* _TASK BRIEF_
How many lines in the entries below contain the word "outline"? Reply with the number alone.

* _ROWS_
------------
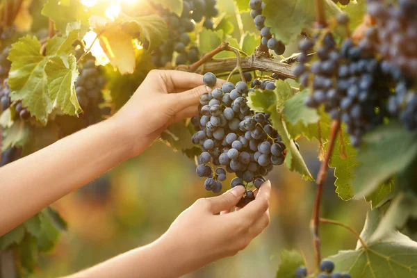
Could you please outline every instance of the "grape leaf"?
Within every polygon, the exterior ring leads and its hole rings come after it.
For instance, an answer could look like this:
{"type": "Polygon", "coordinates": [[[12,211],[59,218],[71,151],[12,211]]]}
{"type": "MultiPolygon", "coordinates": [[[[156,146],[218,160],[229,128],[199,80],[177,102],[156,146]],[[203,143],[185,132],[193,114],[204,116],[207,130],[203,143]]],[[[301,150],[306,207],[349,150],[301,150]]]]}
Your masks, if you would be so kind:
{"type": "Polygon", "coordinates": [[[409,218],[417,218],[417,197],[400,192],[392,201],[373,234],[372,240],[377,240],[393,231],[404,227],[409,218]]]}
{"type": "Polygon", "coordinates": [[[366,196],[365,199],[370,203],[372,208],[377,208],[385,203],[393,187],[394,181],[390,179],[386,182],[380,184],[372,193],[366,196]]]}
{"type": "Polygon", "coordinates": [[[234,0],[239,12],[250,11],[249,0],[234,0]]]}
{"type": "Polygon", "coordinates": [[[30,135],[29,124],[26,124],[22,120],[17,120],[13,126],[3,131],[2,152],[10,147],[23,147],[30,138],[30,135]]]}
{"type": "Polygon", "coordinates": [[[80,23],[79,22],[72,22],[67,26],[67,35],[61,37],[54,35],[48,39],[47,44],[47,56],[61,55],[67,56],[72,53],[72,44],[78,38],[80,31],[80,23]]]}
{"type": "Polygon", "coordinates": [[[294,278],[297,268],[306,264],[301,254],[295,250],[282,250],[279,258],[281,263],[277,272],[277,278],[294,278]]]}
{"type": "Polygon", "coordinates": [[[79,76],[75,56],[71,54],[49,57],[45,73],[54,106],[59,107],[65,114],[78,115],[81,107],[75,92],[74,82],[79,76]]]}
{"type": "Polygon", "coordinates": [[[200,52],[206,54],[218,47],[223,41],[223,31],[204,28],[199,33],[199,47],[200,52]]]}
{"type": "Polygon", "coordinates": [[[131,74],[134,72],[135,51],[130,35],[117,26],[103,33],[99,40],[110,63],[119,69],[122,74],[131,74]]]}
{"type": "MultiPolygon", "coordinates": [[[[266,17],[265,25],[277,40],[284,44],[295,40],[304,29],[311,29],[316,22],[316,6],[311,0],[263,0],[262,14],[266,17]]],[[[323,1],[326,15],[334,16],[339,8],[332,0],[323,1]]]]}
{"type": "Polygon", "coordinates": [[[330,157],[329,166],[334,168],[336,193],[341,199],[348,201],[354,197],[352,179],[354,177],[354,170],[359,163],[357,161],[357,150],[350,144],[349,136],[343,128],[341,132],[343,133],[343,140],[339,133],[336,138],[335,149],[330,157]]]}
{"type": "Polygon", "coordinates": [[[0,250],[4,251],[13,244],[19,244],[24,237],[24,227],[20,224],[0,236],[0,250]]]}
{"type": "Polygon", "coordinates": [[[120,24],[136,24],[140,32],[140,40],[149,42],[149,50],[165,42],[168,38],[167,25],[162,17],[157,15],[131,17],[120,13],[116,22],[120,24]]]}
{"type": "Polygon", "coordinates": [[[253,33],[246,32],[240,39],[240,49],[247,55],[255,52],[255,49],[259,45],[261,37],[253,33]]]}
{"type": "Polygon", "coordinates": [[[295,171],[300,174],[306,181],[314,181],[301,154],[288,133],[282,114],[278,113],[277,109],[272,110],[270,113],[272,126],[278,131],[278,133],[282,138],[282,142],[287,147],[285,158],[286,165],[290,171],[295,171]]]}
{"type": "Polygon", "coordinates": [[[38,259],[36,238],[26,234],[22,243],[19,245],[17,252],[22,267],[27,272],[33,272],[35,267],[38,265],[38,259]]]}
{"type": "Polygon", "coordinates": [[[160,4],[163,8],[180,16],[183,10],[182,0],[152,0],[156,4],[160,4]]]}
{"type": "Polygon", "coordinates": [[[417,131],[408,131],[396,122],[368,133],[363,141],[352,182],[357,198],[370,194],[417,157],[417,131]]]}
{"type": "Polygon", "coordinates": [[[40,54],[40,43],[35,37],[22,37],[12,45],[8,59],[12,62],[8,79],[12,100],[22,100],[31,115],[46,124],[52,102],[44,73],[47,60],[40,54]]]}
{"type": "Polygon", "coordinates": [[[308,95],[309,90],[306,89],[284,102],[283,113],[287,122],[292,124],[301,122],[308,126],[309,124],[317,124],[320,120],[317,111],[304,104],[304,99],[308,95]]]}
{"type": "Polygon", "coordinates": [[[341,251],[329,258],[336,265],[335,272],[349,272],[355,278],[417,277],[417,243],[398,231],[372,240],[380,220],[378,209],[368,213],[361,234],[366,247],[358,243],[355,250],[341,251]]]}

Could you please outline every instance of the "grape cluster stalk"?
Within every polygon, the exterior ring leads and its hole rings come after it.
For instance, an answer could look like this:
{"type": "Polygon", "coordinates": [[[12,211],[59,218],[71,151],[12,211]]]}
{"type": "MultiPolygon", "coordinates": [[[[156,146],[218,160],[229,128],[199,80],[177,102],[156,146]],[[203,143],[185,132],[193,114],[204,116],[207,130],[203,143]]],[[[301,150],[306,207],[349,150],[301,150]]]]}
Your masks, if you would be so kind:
------------
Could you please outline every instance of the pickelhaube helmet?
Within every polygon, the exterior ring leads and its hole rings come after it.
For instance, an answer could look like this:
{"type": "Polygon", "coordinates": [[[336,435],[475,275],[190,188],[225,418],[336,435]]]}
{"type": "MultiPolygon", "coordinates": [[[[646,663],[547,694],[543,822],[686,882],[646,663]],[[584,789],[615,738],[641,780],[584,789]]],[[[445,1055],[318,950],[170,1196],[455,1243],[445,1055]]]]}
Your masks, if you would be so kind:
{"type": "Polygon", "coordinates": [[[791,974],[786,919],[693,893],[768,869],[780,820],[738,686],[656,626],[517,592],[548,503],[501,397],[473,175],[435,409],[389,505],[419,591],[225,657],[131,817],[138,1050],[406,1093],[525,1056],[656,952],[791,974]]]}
------------
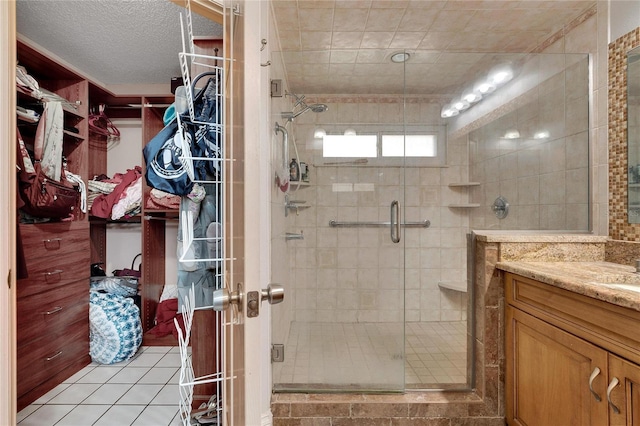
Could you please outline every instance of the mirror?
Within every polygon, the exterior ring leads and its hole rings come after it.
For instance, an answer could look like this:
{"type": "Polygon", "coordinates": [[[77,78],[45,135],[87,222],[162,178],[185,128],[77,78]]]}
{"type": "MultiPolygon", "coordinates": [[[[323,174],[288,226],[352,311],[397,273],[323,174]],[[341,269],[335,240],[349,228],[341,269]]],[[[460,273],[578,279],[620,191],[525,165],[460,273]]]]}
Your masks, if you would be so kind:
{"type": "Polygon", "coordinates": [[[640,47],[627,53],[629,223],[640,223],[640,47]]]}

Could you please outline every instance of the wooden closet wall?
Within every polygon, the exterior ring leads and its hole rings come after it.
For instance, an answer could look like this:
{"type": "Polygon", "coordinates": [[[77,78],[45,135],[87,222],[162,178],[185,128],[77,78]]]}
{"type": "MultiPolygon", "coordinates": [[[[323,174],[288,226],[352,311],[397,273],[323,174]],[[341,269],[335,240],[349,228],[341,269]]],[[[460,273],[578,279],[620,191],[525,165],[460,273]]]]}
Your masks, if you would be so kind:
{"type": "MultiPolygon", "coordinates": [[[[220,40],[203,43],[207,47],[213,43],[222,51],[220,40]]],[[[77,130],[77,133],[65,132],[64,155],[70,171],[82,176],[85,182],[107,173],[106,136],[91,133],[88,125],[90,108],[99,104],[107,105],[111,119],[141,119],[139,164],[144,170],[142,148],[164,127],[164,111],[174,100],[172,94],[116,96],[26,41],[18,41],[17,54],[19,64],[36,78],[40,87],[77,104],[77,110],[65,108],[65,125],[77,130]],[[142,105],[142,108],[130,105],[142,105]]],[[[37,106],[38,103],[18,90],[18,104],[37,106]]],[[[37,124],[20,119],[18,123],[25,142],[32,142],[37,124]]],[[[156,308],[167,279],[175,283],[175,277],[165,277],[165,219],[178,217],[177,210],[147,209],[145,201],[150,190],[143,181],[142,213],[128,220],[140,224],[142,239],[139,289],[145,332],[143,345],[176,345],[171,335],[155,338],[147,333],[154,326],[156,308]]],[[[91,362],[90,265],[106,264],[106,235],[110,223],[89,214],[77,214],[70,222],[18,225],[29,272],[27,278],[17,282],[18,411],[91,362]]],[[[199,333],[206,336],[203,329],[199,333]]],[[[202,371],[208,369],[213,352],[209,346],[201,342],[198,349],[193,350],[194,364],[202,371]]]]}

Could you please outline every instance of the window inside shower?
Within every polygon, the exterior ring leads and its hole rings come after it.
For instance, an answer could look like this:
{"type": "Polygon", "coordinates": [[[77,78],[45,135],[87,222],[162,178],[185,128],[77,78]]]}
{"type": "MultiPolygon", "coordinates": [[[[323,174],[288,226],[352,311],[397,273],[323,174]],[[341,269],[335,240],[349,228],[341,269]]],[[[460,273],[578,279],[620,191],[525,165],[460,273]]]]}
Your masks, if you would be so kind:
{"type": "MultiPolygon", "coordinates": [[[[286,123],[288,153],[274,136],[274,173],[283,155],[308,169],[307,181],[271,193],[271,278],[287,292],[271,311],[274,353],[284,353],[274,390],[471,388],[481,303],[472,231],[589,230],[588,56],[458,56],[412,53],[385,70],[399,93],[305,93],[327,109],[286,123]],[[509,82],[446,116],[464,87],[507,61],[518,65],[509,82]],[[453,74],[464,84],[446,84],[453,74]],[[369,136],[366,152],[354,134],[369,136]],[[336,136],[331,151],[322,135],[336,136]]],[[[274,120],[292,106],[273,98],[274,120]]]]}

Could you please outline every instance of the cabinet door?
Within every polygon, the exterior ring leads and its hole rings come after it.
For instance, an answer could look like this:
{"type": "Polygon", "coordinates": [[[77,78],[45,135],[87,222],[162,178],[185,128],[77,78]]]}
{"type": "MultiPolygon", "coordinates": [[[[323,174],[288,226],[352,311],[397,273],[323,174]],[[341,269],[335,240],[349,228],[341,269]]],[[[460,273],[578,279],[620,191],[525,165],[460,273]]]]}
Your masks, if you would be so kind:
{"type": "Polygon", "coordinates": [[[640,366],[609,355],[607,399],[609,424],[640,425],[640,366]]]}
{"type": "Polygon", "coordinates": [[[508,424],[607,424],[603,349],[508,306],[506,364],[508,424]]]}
------------
* _EXPECTED ANSWER_
7